**The task**
Only the line containing "Every instance of the small potted" and the lines after it, through the end of the data below, are to be returned, each exactly as it stands.
*****
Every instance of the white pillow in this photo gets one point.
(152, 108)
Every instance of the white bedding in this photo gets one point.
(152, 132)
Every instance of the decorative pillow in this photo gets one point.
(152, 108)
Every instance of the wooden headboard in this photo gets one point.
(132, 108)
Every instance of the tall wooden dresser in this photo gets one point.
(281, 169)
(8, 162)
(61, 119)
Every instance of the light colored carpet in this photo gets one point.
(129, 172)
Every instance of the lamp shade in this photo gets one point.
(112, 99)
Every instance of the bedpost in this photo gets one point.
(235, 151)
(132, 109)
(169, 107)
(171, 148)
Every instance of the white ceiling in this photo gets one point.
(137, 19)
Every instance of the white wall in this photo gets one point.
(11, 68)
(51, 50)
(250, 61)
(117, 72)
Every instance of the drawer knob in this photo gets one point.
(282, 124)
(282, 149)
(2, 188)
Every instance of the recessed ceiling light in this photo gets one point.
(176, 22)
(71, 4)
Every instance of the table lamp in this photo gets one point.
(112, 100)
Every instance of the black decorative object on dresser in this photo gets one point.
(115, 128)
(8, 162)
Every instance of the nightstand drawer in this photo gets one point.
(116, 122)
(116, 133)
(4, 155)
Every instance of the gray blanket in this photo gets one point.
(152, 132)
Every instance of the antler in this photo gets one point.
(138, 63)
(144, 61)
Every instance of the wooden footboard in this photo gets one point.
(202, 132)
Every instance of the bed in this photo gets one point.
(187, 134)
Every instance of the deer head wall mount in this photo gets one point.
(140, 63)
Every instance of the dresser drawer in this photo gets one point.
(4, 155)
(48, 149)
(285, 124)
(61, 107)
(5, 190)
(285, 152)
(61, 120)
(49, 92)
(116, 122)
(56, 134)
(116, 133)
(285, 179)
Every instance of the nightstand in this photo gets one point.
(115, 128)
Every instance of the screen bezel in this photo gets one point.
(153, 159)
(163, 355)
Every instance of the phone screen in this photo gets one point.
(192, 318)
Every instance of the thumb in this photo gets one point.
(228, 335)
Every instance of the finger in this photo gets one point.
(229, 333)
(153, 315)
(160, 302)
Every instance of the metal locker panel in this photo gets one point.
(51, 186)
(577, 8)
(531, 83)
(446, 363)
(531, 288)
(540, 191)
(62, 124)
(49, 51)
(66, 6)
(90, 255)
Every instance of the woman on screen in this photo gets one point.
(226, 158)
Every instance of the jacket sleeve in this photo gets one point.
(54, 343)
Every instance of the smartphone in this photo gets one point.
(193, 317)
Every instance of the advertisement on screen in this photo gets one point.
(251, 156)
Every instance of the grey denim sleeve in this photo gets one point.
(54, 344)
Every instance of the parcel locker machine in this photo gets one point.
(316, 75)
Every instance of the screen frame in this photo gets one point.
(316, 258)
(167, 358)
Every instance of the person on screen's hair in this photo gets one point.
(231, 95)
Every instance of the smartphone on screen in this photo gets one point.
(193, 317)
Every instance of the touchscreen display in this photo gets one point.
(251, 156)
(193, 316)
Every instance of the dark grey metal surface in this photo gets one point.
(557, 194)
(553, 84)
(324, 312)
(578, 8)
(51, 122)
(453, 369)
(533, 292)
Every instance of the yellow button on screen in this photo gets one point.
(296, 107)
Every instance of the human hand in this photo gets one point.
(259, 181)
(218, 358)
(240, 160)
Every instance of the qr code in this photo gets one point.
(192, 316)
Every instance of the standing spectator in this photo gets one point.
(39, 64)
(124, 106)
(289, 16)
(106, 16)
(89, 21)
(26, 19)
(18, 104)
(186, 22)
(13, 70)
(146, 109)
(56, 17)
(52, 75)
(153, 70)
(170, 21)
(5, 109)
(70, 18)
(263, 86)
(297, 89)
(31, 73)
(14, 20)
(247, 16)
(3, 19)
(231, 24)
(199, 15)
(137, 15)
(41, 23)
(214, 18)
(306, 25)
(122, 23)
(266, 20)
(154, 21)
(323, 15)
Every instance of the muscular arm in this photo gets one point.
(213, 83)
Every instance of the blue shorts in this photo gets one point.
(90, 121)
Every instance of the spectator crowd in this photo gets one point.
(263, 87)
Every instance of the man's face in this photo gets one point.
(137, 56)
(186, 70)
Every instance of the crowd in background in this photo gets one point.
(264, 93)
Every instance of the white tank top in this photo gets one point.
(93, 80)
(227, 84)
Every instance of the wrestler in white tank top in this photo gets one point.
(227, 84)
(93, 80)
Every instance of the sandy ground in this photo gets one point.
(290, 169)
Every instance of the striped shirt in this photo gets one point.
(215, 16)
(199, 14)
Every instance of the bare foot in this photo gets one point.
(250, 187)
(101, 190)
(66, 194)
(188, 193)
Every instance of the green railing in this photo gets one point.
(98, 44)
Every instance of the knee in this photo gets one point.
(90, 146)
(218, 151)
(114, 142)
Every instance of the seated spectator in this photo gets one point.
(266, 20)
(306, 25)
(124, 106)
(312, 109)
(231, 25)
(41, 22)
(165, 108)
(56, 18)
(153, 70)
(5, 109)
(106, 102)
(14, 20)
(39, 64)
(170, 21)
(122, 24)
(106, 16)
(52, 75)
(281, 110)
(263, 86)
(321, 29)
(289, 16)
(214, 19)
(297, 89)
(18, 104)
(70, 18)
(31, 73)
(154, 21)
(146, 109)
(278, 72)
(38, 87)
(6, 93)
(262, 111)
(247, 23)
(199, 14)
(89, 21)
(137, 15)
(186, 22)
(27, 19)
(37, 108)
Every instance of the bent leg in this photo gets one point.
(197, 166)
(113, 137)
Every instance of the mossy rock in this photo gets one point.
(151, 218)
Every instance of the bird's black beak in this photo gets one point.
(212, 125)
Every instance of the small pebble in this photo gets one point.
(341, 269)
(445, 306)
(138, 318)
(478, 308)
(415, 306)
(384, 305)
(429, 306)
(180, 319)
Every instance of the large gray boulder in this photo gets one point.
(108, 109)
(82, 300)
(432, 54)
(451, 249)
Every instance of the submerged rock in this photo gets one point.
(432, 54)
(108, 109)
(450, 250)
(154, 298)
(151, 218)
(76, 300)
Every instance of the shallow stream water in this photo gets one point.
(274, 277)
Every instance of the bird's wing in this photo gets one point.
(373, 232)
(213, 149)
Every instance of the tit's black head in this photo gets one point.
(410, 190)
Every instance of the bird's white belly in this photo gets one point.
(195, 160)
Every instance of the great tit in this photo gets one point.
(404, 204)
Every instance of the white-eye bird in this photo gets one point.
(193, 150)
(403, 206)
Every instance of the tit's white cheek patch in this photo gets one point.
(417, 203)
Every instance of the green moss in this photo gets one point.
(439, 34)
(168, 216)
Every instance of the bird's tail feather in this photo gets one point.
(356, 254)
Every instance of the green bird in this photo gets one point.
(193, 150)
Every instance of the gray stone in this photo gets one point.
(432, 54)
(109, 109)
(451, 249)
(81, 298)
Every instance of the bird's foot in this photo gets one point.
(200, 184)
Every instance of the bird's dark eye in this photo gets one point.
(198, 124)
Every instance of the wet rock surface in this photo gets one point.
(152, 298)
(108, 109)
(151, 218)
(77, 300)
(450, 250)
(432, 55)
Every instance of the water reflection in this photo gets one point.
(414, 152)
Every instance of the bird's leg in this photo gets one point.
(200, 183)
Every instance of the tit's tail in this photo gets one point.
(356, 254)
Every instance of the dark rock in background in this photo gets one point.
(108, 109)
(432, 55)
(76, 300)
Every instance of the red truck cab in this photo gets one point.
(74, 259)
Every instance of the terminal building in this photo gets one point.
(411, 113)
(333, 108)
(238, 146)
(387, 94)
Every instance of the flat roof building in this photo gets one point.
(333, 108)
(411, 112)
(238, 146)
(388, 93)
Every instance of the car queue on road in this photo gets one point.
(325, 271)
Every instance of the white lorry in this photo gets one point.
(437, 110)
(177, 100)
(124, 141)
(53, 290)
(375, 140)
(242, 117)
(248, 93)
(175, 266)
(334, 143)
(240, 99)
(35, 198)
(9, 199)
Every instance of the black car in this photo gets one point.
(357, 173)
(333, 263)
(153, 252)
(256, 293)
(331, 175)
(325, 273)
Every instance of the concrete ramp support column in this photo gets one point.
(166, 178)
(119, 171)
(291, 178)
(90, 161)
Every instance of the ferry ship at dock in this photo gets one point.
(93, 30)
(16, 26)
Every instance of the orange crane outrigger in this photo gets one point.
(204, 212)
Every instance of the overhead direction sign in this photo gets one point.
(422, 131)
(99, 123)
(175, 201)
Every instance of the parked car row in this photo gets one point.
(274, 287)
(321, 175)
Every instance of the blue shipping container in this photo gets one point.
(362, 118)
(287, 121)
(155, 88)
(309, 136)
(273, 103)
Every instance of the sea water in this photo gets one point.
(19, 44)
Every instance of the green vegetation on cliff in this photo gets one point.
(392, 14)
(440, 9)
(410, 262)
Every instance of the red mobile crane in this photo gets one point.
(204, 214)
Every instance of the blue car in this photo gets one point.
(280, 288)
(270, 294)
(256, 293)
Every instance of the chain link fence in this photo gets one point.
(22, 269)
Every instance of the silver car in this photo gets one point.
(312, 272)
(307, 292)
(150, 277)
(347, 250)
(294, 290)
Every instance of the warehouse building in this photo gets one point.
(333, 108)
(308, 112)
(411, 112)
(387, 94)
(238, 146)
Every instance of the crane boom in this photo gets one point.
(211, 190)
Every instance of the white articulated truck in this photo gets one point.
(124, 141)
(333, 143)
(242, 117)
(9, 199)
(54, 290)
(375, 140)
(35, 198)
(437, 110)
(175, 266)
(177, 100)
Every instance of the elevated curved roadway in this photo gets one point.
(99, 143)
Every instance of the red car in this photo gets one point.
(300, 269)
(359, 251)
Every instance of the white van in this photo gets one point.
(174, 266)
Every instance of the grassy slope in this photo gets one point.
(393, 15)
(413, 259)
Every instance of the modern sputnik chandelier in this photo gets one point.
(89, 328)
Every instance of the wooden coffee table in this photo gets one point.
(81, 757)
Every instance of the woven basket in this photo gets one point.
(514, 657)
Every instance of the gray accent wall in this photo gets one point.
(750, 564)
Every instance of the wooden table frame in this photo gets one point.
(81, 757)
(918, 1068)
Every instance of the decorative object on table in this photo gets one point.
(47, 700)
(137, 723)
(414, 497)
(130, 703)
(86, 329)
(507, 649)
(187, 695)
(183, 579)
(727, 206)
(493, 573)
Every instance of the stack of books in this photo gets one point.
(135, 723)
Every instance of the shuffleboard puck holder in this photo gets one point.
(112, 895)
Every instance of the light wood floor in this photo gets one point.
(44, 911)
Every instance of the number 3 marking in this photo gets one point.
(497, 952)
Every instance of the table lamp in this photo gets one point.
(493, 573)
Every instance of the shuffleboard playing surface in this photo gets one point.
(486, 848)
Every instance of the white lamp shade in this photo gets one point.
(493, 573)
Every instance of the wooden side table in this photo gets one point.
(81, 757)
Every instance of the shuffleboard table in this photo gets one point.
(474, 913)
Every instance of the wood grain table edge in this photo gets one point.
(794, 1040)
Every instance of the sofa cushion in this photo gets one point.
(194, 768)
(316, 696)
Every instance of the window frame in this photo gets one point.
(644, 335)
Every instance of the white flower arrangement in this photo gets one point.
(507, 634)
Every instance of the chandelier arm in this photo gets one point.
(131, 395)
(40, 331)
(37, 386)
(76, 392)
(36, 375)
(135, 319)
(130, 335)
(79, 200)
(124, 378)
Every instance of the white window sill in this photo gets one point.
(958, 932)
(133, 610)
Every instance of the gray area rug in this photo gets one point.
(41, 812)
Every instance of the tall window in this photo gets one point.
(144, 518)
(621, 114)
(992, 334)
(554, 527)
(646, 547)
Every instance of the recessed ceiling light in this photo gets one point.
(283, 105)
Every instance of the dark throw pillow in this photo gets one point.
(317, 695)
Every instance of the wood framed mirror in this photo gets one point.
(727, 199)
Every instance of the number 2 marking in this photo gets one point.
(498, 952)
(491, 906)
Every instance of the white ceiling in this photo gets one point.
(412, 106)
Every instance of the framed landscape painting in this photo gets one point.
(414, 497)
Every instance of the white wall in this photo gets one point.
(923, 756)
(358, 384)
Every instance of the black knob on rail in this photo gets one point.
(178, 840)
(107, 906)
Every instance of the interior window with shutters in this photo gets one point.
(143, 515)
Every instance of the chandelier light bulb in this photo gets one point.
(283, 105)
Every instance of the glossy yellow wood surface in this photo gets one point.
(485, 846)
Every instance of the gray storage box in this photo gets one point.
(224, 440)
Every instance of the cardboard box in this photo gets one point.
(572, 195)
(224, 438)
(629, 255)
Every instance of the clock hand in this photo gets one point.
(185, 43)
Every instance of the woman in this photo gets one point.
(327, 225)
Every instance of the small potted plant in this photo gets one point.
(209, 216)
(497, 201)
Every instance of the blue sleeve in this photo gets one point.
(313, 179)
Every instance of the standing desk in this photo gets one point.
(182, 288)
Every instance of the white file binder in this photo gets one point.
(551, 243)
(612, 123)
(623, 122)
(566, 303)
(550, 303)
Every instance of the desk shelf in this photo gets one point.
*****
**Answer for the task**
Every instance of the small potted plant in this photo gets one point.
(209, 216)
(497, 201)
Every instance of the blue sleeve in this photo gets one point.
(313, 179)
Every instance of the standing desk in this photo gets one point.
(182, 288)
Every instance of the white file binder in this photo gets one point.
(551, 243)
(612, 123)
(623, 122)
(566, 303)
(550, 303)
Every instance of the desk shelf in this photo gets one point.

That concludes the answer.